((

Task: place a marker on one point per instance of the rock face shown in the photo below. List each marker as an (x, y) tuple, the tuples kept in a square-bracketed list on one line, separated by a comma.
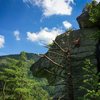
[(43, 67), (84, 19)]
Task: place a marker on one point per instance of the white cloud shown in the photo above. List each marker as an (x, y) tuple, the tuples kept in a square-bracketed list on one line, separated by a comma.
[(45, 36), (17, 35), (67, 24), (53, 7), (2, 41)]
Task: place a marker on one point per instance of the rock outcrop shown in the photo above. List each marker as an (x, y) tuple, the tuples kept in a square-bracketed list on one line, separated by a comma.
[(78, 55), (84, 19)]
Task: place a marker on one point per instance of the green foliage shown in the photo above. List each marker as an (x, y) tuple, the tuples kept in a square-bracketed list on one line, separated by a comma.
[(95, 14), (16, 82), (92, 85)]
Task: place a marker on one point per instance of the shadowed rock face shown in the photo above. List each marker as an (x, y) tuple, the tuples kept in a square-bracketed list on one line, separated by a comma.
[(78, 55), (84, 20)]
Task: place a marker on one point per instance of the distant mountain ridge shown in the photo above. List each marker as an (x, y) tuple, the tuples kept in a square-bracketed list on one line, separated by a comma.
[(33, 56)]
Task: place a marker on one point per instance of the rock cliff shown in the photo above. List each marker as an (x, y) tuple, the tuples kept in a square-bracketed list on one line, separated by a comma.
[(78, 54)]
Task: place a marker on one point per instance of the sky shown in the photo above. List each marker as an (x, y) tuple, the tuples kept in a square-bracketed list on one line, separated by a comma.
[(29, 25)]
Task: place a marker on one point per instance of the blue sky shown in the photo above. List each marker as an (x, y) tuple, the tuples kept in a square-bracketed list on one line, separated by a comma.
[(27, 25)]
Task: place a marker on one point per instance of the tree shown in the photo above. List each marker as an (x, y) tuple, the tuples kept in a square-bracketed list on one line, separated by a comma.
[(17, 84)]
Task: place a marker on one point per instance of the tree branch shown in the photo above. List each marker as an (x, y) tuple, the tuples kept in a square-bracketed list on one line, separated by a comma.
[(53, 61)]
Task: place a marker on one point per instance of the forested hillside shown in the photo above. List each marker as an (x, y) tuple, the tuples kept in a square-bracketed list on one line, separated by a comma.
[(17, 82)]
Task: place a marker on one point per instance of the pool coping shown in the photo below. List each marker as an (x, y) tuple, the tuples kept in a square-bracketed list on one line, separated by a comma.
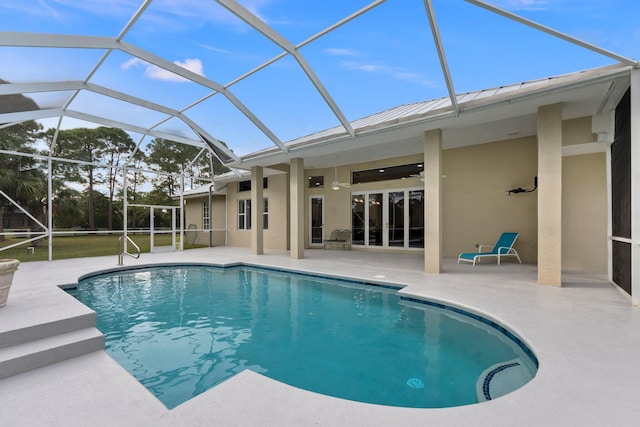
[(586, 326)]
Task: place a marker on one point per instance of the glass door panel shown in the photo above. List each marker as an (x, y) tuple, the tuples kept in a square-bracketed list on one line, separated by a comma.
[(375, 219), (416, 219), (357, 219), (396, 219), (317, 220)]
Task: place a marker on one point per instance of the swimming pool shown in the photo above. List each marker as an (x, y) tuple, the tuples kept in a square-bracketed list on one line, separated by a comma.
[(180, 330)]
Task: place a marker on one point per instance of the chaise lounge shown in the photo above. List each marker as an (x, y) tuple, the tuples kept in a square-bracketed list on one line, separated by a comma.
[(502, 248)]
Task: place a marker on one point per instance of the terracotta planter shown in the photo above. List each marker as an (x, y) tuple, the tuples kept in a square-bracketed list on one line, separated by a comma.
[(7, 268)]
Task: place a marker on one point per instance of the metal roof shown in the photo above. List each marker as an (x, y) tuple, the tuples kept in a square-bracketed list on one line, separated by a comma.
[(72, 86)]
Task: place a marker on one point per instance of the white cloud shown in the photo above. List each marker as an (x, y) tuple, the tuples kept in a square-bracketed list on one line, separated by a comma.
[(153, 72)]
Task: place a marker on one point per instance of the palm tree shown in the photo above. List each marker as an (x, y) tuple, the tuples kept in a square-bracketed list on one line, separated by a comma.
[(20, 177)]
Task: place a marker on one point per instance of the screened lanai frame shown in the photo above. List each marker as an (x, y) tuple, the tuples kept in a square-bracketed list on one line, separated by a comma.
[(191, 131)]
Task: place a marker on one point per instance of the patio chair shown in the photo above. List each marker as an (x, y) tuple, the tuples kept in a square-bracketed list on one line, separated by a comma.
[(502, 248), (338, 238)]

))

YOUR TASK:
Transcribe each entry precisely as given, leaving the pictures out.

TASK RESULT:
Task: place a marker on one point per instance of the rock face shown in the photo below. List each marker as an (x, y) tuple, the tuples kept in a square-bracketed list on one line, separated by a comma.
[(43, 67), (84, 19)]
Task: place a marker on one point per instance of the white cloud shown in the photo above. List each marker as an (x, y) tuple, the tuples kept in a square-bracketed list on one line, separated by a comma.
[(45, 36), (17, 35), (67, 24), (53, 7), (2, 41)]
Task: place a marker on one point per instance of the rock outcrop shown in the photo above. List each marker as an (x, y) tuple, the tuples kept in a square-bracketed list on one line, separated by a comma.
[(78, 55), (84, 19)]
Task: place a marker on one point per instance of the green foliage shown in the photo above. List each marker as an (x, y) tuple, the tuples kept in a square-bracketed list on one line, separated by a comma.
[(95, 14), (16, 82), (92, 85)]
Task: place a marker on one point per instance of the shadowed rock face shown in the photo above. List each marker as an (x, y) tuple, the tuples kept in a square-bracketed list on one line, separated by a comma.
[(78, 55), (84, 20)]
Task: place a marker on one point per instance of the distant mountain ridge shown in the photo above. List each marker as an (x, y) tuple, the tuples kept in a square-bracketed list on one line, separated by a comma.
[(33, 56)]
Task: place a marker on one point per instance of the rock cliff shown in the photo above. List each marker as an (x, y) tuple, the tuples kept in a square-bracketed list on one line, separated by a comma.
[(78, 54)]
Task: place a marker on one point per instance of the sky shown in the photo above. List each marker as an (x, y) tuple, the tuples kept in a square-bracketed list on one line, separated by a comma.
[(29, 25)]
Task: place a marker on one point per instance of the blue sky shown in the photo above. List each marker as an (x, y) tuple, the tuples kept in a square-bracketed list on one line, separated by a comma.
[(27, 25)]
Task: place a marker on one point per instance of the tree shown in the photo above. List each marker as an (x, y) tuple, the tuples kept in a square-bracketed list on one line, separated by a comma.
[(17, 84)]
Task: place a marker on one point per instance of the tree branch shown in the photo above. List each marker as an (x, y) tuple, the tuples kept in a square-bracketed list on one line, separated by a comma.
[(53, 61)]
Task: place a marker on one point per instance of the forested hillside shown in the photo above. List each marker as an (x, y) tuple, the tuples kept in a square-bracketed list on one line, separated by a comma.
[(17, 82)]
Task: place a marker on one point per instance of the pool coping shown in the photo below. List each marker as an (x, y) tuple, the tuples kept in a square-bracketed list on one line, separated by a comma.
[(586, 326)]
Task: place a marker on one point per instance of the glass door panel shown in the photo above. List each marker as an (x, y) tuple, the tuples kept in a square-bracketed list on one line, separated by a comma.
[(375, 219), (416, 219), (357, 219), (396, 219), (317, 220)]
Task: place a marker on one point per instance of the swimming pool shown in the photo above. List each marker as an (x, y) tuple, the tuples kept in a square-bracketed list on one line, separated by a comma.
[(180, 330)]
Task: place a marker on one point per instance of the chaise lounge shown in the photo above. List each marker as an (x, y) tuple, the tuples kept in a square-bracketed list on one line, separated by a comma.
[(502, 248)]
Task: place a marker on one point per instance of the terracotta planter shown in the photo above. List each marker as an (x, y) tuple, the tuples kept in a square-bracketed list on one line, separated by a comma.
[(7, 268)]
Task: place a marker on one point per instance of the metal roof shown in the photo above. List each marker as an (x, y) tuple, the tuples kept in a square-bracketed list on one line, separated by a comma.
[(72, 86)]
Task: place a marker on one point per instance of the white cloud shown in the photo above. List each marker as an (x, y) tuple, the tuples kept in a square-bracketed list on one line, separated by a comma.
[(153, 72)]
Task: place a marker on one point per instance of the palm tree shown in the photo above. List each marker as an (x, y) tuple, the tuples kept in a square-bracketed list on one line, separated by a comma.
[(20, 177)]
Task: place a marker on one point per instance of the screened lanai frame shown in the photo above. List each marker as an (x, y) tuple, the tuples kept in a square-bracketed list on one line, separated by a comma.
[(191, 131)]
Task: place a marker on one point per instance of the patio chair shown in the photo above. List each marker as an (x, y) tuple, the tuples kept in a square-bracketed list on one line, separated by a comma.
[(502, 248), (338, 238)]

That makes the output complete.